▶ Material for this exercise
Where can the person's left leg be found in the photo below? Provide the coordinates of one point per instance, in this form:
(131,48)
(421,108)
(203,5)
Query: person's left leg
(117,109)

▶ Instruction
Return every one of the records above verbatim, reproducing each line without change.

▶ Written answer
Where can the person's left leg be found in the photo below? Provide the coordinates of one point per instance, in this form:
(131,48)
(421,108)
(203,5)
Query: person's left leg
(117,109)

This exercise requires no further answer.